EXTRACTED RECORDS —
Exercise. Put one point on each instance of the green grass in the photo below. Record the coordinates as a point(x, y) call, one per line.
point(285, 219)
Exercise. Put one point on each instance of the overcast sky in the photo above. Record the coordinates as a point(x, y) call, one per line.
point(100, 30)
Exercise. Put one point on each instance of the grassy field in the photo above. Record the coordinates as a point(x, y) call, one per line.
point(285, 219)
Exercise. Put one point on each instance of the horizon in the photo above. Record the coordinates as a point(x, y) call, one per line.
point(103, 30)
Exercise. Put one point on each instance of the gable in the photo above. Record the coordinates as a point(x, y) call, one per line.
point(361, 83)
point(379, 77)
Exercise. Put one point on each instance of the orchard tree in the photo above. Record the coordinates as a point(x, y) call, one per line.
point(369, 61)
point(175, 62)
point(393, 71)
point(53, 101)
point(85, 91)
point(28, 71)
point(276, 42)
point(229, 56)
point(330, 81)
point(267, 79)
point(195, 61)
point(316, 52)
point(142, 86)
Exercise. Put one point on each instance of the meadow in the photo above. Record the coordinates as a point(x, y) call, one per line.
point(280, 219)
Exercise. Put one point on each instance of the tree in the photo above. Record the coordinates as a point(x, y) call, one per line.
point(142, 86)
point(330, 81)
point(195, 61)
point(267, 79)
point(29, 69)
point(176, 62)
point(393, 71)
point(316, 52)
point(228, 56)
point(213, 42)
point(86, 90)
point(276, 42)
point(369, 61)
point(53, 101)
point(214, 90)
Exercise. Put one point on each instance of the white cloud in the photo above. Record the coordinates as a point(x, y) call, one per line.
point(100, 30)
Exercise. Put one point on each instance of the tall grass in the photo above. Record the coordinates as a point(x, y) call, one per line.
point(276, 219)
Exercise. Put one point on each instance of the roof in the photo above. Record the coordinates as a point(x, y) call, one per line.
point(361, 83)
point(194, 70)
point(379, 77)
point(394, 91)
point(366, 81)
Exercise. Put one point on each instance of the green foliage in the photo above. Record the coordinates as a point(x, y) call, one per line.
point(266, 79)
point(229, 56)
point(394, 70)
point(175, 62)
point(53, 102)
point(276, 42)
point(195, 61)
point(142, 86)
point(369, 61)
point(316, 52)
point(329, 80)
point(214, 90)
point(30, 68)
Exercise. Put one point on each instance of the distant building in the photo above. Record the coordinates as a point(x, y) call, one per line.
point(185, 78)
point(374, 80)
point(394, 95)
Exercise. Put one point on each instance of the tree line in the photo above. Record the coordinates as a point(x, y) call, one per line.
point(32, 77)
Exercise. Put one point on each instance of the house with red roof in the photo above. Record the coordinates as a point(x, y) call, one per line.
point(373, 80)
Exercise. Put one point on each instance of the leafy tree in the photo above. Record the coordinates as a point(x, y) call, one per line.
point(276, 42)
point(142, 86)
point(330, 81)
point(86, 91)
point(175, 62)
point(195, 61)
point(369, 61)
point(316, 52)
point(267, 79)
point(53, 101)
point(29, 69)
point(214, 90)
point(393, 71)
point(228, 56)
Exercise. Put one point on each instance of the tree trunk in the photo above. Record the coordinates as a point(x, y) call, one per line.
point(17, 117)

--

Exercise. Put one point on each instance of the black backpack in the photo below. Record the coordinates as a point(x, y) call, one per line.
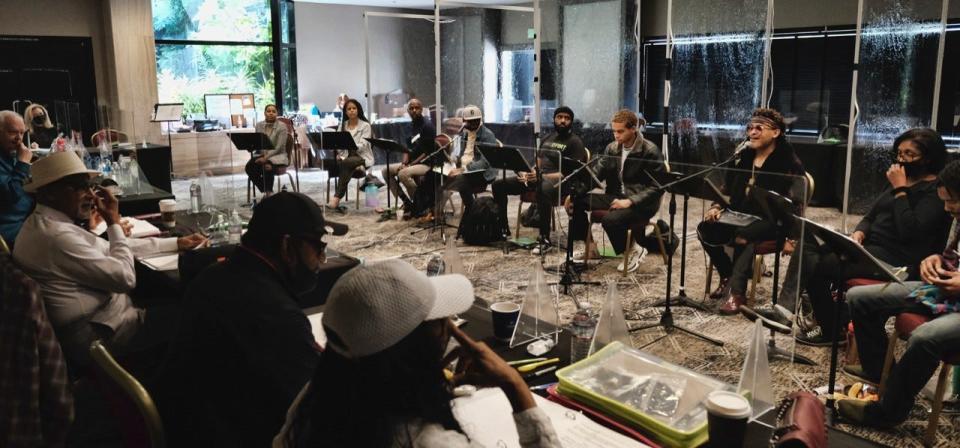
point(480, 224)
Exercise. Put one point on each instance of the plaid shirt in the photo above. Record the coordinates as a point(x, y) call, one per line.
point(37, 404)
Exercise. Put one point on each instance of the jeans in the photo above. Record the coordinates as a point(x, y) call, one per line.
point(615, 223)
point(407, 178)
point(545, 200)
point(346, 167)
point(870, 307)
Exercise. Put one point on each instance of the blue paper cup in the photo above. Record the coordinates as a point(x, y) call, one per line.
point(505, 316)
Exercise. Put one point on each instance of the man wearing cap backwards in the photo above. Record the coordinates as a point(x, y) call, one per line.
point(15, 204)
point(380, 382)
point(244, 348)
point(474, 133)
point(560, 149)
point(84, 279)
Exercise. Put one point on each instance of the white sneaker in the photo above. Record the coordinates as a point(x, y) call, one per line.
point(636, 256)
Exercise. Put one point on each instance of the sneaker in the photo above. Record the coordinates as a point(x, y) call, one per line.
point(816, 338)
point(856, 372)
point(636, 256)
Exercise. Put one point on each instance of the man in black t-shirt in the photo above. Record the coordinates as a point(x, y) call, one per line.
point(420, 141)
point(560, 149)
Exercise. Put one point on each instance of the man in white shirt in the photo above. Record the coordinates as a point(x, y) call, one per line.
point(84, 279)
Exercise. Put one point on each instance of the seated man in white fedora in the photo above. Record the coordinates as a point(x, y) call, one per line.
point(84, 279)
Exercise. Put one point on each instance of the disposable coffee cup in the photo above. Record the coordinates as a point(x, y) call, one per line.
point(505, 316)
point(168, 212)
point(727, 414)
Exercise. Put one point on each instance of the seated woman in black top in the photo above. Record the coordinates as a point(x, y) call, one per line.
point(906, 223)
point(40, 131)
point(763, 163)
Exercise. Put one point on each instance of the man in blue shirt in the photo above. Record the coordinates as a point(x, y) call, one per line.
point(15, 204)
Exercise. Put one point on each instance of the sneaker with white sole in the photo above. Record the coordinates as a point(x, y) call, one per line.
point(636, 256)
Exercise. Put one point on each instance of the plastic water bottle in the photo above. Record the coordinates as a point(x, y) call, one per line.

---

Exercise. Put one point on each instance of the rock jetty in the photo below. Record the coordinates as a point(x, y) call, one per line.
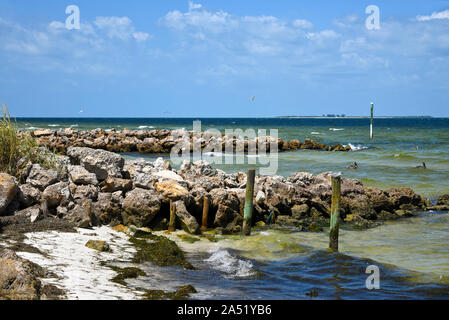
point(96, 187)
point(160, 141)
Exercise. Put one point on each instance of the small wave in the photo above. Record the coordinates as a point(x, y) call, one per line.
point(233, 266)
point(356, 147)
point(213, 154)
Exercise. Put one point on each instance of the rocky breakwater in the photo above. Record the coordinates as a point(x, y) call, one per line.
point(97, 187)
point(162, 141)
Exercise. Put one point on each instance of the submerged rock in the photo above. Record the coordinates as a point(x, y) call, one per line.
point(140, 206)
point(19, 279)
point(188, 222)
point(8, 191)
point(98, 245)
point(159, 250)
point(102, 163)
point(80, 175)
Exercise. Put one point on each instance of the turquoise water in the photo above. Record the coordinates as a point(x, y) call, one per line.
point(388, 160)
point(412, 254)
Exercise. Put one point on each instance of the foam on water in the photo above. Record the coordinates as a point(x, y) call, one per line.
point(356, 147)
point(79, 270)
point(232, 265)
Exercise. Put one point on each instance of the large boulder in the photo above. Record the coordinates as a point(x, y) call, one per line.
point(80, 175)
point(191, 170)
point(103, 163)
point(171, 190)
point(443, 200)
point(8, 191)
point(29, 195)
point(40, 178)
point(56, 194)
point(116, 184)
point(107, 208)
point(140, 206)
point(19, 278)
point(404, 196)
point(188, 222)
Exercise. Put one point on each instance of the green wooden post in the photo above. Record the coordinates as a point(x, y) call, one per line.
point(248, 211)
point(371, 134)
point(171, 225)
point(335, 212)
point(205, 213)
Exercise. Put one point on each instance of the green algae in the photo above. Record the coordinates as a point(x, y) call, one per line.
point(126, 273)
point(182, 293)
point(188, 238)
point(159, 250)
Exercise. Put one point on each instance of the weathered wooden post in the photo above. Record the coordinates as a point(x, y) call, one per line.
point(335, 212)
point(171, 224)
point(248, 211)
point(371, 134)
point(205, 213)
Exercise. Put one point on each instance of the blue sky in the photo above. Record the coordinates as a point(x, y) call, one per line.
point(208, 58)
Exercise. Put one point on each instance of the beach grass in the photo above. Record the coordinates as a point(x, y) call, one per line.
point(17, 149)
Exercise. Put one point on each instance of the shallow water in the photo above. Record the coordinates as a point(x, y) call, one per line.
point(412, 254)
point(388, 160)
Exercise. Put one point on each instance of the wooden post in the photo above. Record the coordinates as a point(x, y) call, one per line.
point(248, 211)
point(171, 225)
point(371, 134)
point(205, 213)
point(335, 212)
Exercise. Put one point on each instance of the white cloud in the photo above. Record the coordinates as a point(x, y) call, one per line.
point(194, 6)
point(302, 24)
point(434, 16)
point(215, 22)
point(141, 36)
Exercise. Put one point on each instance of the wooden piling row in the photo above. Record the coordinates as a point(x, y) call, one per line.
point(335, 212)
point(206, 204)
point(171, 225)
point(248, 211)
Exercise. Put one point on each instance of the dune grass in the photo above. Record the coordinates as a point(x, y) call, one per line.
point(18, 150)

EXERCISE — Within the listing above, the range opens at the line with "man in blue" and closes at the line with "Exercise. Put one point on each instance of the plastic". Reproduce exactly the lines of that range, including both ends.

WRITTEN SOLUTION —
Exercise. Put one point on each instance of the man in blue shirt in the photo above. Record the coordinates as a point(x, y) call, one per line.
point(15, 204)
Exercise. Put one point on each instance of the sneaker with white sole in the photo above. Record the coordinates as a point(x, y) call, one per line.
point(636, 256)
Exercise. Put one point on each instance of the plastic water bottle in the photo above. Record the coordinates as a point(x, y) call, one per line.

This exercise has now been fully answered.